• Extracted records:

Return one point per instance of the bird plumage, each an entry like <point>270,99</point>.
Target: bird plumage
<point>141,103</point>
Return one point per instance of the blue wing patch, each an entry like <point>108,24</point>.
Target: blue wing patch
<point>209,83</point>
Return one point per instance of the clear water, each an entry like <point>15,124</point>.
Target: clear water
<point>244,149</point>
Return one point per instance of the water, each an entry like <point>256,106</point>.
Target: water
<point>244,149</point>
--
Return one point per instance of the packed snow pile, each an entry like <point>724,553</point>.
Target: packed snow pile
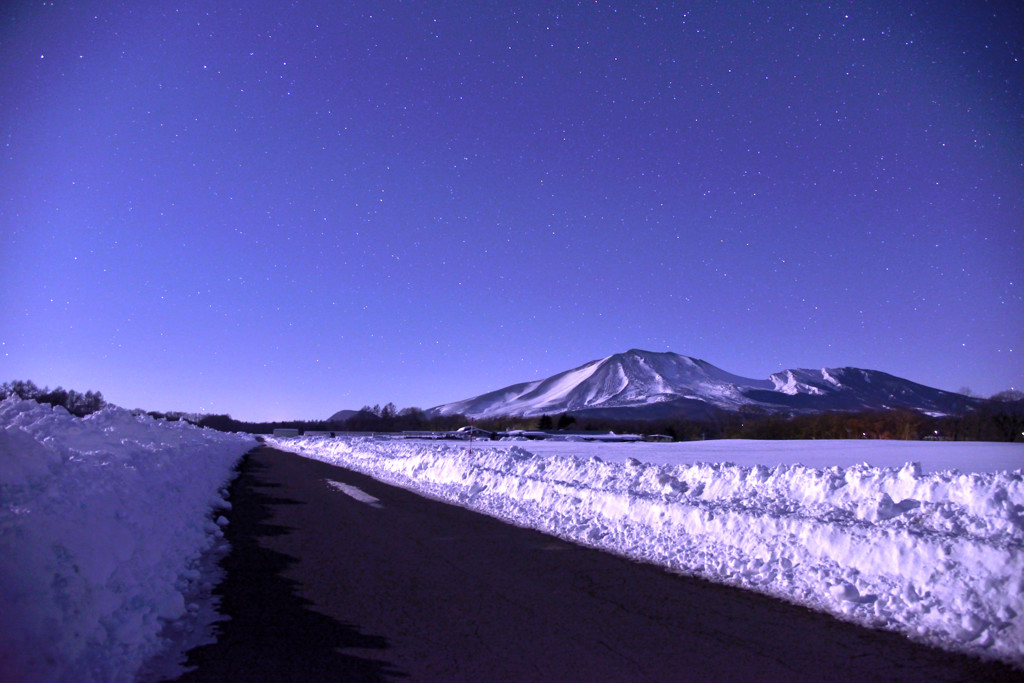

• Instructions to follow: Which lines in the records above contain the word "Return"? Gather each of them and copy it out in full.

• Answer below:
Return one point per instance of the bird plumage, each an entry like <point>270,99</point>.
Return one point per instance of the blue wing patch, each an entry like <point>108,24</point>.
Return one point per instance of the clear water, each an entry like <point>15,124</point>.
Return one point per instance of the water, each an entry like <point>256,106</point>.
Return one point per instance of the packed snow pile, each an entry like <point>724,553</point>.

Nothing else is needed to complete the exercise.